#### [About this task]
When you reach the line that contains "Target: green caterpillar" in the data below, start reproducing lines exactly, and stop after the line that contains "Target: yellow petal".

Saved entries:
# # # # # # #
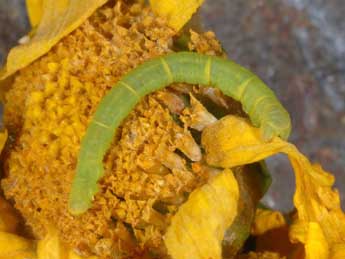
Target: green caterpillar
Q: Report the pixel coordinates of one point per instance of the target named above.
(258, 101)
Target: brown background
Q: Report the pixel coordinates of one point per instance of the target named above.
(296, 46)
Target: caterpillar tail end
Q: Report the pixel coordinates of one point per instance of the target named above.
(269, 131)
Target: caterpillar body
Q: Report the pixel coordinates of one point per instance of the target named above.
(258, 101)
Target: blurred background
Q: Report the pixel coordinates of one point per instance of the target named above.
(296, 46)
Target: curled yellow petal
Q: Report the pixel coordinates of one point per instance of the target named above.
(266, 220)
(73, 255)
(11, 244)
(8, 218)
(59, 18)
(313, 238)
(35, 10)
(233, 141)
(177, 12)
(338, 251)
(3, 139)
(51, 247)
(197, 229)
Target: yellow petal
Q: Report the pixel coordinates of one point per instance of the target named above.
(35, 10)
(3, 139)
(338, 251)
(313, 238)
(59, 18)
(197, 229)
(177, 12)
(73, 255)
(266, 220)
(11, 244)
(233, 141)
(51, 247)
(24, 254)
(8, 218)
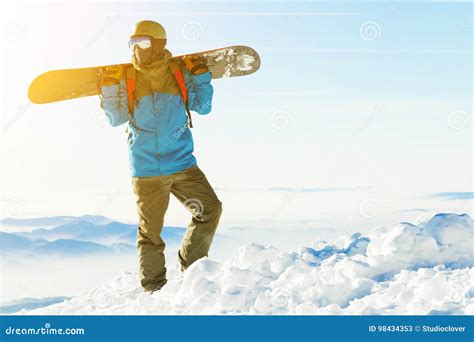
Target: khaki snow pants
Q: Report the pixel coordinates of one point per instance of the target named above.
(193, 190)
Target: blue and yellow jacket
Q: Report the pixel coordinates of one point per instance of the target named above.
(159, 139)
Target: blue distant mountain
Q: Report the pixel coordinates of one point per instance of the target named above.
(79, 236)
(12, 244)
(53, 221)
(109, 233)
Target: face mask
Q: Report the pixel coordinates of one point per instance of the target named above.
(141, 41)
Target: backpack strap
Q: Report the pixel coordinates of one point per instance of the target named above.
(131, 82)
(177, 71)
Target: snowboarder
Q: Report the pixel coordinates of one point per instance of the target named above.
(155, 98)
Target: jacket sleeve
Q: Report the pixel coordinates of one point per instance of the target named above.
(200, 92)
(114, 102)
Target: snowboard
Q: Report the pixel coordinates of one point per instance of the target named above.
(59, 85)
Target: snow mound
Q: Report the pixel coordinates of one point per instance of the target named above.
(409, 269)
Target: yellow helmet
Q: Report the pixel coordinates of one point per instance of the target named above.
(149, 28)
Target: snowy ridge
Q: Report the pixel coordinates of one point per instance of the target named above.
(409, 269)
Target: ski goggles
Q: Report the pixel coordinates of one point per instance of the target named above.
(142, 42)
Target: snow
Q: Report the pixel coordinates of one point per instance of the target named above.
# # # # # # #
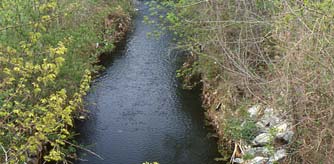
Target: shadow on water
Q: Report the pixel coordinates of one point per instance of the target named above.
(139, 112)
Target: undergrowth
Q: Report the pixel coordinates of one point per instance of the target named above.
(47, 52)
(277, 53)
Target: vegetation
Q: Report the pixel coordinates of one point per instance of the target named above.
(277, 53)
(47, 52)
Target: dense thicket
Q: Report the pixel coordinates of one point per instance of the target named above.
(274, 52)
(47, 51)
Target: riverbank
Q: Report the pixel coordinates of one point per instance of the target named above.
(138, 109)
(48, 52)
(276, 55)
# # # # # # #
#### [Task output]
Target: green caterpillar
Q: Report the pixel coordinates of one point per instance of the target named above.
(258, 101)
Target: brown background
Q: Report the pixel coordinates of one point per instance of the target named above.
(296, 46)
Target: caterpillar tail end
Q: Report the pixel coordinates of one point per instance of the target named above.
(269, 131)
Target: caterpillar body
Q: Report the pixel coordinates of one point per instance of the target named above.
(258, 101)
Target: blurred background
Q: Report the pixel coordinates of one point per instance of the target named above.
(296, 46)
Target: curled yellow petal
Q: Report the pixel coordinates of one point per instance of the target named above.
(266, 220)
(73, 255)
(11, 244)
(8, 218)
(59, 18)
(313, 238)
(35, 10)
(233, 141)
(177, 12)
(338, 251)
(3, 139)
(51, 247)
(197, 229)
Target: yellow petal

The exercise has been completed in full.